▶ TASK PROMPT: Retype the complete listing exactly as it appears.

▶ SUPPLIED RECORDS:
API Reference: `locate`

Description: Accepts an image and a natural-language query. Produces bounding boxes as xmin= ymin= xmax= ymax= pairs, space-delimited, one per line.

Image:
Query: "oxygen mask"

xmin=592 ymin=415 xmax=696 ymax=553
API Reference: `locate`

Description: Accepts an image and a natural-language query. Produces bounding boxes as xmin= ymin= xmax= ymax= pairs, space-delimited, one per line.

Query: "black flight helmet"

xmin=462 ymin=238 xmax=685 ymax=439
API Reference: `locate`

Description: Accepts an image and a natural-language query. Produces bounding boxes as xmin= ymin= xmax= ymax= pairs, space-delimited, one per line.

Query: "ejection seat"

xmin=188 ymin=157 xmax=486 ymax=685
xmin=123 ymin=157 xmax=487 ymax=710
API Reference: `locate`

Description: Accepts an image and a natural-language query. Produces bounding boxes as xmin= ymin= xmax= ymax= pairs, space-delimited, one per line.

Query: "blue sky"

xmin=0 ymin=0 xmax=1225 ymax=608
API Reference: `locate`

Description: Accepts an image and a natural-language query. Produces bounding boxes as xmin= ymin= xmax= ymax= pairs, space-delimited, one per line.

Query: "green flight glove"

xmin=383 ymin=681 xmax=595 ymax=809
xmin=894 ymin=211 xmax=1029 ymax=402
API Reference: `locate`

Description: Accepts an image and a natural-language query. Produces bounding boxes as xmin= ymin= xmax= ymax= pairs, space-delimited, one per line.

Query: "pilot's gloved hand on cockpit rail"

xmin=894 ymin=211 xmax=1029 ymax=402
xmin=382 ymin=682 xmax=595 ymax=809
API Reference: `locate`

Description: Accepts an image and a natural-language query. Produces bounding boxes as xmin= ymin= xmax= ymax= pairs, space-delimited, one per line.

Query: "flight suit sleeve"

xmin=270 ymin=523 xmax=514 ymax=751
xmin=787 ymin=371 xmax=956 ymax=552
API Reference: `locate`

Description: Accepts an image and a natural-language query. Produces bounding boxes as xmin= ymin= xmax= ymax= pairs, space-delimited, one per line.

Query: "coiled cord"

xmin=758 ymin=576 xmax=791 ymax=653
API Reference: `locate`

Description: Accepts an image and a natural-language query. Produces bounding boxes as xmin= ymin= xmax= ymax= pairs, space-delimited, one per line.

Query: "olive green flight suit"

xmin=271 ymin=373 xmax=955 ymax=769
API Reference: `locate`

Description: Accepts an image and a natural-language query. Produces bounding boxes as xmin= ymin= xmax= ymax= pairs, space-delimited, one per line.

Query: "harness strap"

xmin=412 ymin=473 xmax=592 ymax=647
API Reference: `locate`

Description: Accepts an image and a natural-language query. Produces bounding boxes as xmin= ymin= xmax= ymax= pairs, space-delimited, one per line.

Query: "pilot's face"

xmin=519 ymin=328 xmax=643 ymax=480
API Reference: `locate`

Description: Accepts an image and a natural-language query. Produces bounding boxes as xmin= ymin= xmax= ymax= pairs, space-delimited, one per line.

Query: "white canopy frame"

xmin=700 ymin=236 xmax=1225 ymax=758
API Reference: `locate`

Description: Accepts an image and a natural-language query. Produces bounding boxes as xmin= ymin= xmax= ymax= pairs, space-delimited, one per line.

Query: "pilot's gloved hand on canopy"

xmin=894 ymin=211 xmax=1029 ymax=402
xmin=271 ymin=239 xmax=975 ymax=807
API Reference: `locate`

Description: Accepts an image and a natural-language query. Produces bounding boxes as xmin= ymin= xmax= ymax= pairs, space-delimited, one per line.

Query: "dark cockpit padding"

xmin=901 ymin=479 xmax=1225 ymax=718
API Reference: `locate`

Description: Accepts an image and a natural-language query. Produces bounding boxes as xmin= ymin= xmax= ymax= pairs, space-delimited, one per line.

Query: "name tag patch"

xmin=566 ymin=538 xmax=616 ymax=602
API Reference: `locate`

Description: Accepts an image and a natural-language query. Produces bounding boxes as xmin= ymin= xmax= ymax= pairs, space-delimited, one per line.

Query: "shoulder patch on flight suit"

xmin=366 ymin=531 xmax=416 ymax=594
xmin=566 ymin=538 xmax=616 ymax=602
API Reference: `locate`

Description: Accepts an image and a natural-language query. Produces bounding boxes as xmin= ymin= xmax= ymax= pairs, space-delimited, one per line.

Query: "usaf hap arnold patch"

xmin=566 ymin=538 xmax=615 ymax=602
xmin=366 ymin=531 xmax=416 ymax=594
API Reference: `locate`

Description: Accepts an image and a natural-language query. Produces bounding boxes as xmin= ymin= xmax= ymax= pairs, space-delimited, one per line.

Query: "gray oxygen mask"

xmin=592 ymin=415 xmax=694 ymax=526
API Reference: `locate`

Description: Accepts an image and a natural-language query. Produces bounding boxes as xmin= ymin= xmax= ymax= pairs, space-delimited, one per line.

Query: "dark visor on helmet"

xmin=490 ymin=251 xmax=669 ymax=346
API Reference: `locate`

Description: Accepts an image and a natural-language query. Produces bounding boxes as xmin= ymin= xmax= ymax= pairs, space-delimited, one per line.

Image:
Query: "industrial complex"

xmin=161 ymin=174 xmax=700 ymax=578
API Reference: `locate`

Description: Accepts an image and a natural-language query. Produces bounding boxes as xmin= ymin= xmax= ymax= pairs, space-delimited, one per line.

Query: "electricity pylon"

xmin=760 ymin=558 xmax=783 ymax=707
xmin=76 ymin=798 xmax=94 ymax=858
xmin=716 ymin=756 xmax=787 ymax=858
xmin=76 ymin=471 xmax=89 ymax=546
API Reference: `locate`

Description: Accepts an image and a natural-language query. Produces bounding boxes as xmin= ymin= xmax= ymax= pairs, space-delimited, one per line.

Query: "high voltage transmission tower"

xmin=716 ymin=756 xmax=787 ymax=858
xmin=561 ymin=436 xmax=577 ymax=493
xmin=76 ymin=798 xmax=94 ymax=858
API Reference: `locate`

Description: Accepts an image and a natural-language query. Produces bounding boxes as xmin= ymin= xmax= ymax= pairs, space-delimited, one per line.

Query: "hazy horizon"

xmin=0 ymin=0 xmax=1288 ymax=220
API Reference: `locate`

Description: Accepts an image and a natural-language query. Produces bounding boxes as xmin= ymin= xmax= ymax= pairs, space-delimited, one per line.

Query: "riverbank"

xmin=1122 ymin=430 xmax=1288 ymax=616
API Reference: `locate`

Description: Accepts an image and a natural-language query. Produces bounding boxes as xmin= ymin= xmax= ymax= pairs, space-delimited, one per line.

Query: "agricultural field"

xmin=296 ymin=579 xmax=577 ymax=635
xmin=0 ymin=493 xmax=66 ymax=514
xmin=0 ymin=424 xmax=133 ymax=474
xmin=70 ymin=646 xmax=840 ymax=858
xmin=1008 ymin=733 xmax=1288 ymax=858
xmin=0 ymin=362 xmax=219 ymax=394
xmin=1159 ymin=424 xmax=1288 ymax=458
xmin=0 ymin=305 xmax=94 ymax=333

▶ IN RESPONSE:
API Reference: `locate`

Description: Accepts an image and a natural-language query. Produces bounding boxes as xmin= ymin= xmax= ymax= pairs, space-delimited, one per line.

Image:
Query: "oxygen mask"

xmin=592 ymin=415 xmax=696 ymax=553
API Reference: `locate`

Description: Accepts an image and a natural-language query. Produces bounding boxes as xmin= ymin= xmax= ymax= pairs, space-delimited, one per line.

Query: "black flight helmet"

xmin=462 ymin=238 xmax=685 ymax=439
API Reference: `locate`

Description: Accepts an image and a natural-language query. Produces bounding boxes as xmin= ymin= xmax= ymax= pairs, space-delimited, one per line.

Query: "ejection seat"

xmin=188 ymin=157 xmax=486 ymax=685
xmin=123 ymin=157 xmax=487 ymax=710
API Reference: `locate`

Description: Accepts an image and a natural-language query. Produces bounding boxes as xmin= ymin= xmax= ymax= pairs, space-delimited, one per line.

Query: "blue sky"

xmin=0 ymin=0 xmax=1225 ymax=608
API Reference: `locate`

Description: Accepts an image and a natural-language query. Produces bounding boxes as xmin= ymin= xmax= ymax= pairs, space-delimited, one per line.

Query: "green flight glove"

xmin=383 ymin=681 xmax=595 ymax=809
xmin=894 ymin=211 xmax=1029 ymax=402
API Reference: `locate`

Description: Accepts an image and a natural-language query. Produces bounding boxes as xmin= ymin= xmax= ymax= pairs, space-delimited, one per line.

Query: "pilot's gloved hand on cockpit rail"

xmin=894 ymin=211 xmax=1029 ymax=402
xmin=382 ymin=682 xmax=595 ymax=809
API Reference: `locate`

Description: Accepts an image and a natural-language query. Produces bounding boxes as xmin= ymin= xmax= ymax= pairs, space-delimited, one per line.

Query: "flight suit sleeve"

xmin=270 ymin=523 xmax=514 ymax=751
xmin=787 ymin=371 xmax=956 ymax=552
API Reference: `locate`

Description: Accepts an image and a natural-language query. Produces bounding boxes as xmin= ymin= xmax= ymax= pairs, space-delimited, one per line.

Query: "coiled cord"

xmin=758 ymin=576 xmax=791 ymax=653
API Reference: `locate`

Description: Accepts an image and a natural-language query. Produces bounding boxes as xmin= ymin= xmax= ymax= pairs, space-delimited, one per line.

Query: "olive green flight suit"

xmin=271 ymin=373 xmax=955 ymax=769
API Reference: `locate`

Description: Accepts an image and a natural-language query. Produces bounding boxes as xmin= ymin= xmax= ymax= pairs, space-delimited, one per line.

Query: "harness strap"

xmin=412 ymin=473 xmax=592 ymax=647
API Reference: `locate`

Description: Accepts an image and a natural-language query. Produces bounding boxes as xmin= ymin= xmax= ymax= pairs, space-delimited, one per line.

Query: "pilot's face"

xmin=519 ymin=328 xmax=643 ymax=480
API Reference: `locate`

Description: Accepts an image and a natural-language query. Produces bounding boxes as xmin= ymin= xmax= ymax= pairs, space-delimited, one per line.

Query: "white canopy frame"

xmin=700 ymin=236 xmax=1225 ymax=758
API Reference: `locate`

Description: Accepts an image and a natural-language query. Produces bounding boxes as xmin= ymin= xmax= ymax= pairs, space-delimited, one per line.

Query: "pilot's gloved hand on canopy"

xmin=894 ymin=211 xmax=1029 ymax=402
xmin=271 ymin=239 xmax=975 ymax=807
API Reference: `locate`

Description: Accepts an image and a natural-language query. Produces bounding boxes as xmin= ymin= xmax= ymax= pairs, space-delimited, one per line.

Query: "dark cockpit padding"

xmin=901 ymin=479 xmax=1225 ymax=718
API Reference: `locate`

Description: Accepts an image and a natural-language query. Produces bounding boxes as xmin= ymin= xmax= ymax= pairs, space-delimited, one per line.

Query: "name tag patch"

xmin=566 ymin=538 xmax=616 ymax=602
API Reference: `locate`

Description: Accepts an image and a natural-language query. Produces bounding boxes as xmin= ymin= xmax= ymax= pairs, space-delimited, one per line.

Query: "shoulder patch on flight suit"

xmin=366 ymin=531 xmax=416 ymax=594
xmin=566 ymin=538 xmax=616 ymax=602
API Reference: `locate`

Description: Accepts an image and a natural-language query. Produces bounding boxes as xmin= ymin= xmax= ymax= pairs, space-delimited, one per line.

Query: "usaf hap arnold patch"

xmin=566 ymin=538 xmax=615 ymax=602
xmin=366 ymin=531 xmax=416 ymax=594
API Reference: `locate`

Description: Accepts an image and a natural-language query. Produces bounding boxes as xmin= ymin= xmax= ymax= pairs, space-delimited, one per line.

Query: "gray oxygen mask"

xmin=592 ymin=415 xmax=694 ymax=526
API Reference: `locate`

Description: Accepts an image and a natural-language query. Produces bounding boxes as xmin= ymin= xmax= ymax= pairs, space-delimited, one per line.

Query: "dark visor on helmet"

xmin=490 ymin=251 xmax=669 ymax=346
API Reference: `locate`

Description: Accepts an image and a natural-language query. Produces bounding boxes as xmin= ymin= xmax= ymax= pairs, space-delimited, one per line.

Image:
Query: "industrial complex"

xmin=161 ymin=174 xmax=700 ymax=578
API Reference: `locate`

Description: Accepts an image and a natural-language query. Produces bounding boxes as xmin= ymin= xmax= ymax= pairs, space-delimited, one per line.

Query: "electricity pylon"

xmin=760 ymin=558 xmax=783 ymax=707
xmin=76 ymin=798 xmax=94 ymax=858
xmin=716 ymin=756 xmax=787 ymax=858
xmin=76 ymin=471 xmax=89 ymax=546
API Reference: `locate`

Description: Accepts an image and a natural-language query. Produces bounding boxes as xmin= ymin= xmax= ymax= pairs, space-delimited, one per line.

Query: "high voltage transmission tower"

xmin=716 ymin=756 xmax=787 ymax=858
xmin=561 ymin=436 xmax=577 ymax=493
xmin=76 ymin=798 xmax=94 ymax=858
API Reference: `locate`

Description: Accepts an image and a natural-language query. Produces bounding boxes as xmin= ymin= xmax= ymax= pairs, space-delimited, one per line.

Query: "hazy horizon"

xmin=0 ymin=0 xmax=1288 ymax=220
API Reference: `locate`

Description: Accepts an image and a natural-language query. Produces bounding boxes as xmin= ymin= xmax= ymax= pairs, space-delimited, one per line.

Query: "riverbank"

xmin=1122 ymin=430 xmax=1288 ymax=616
API Reference: `locate`

Description: Accepts an image and a natural-language query. Produces bounding boxes as xmin= ymin= xmax= ymax= pairs, space-delimited, one per line.

Query: "agricultural field"

xmin=296 ymin=579 xmax=577 ymax=635
xmin=0 ymin=493 xmax=66 ymax=514
xmin=0 ymin=424 xmax=133 ymax=474
xmin=70 ymin=646 xmax=840 ymax=858
xmin=1008 ymin=733 xmax=1288 ymax=858
xmin=0 ymin=362 xmax=219 ymax=394
xmin=1159 ymin=424 xmax=1288 ymax=458
xmin=0 ymin=305 xmax=94 ymax=333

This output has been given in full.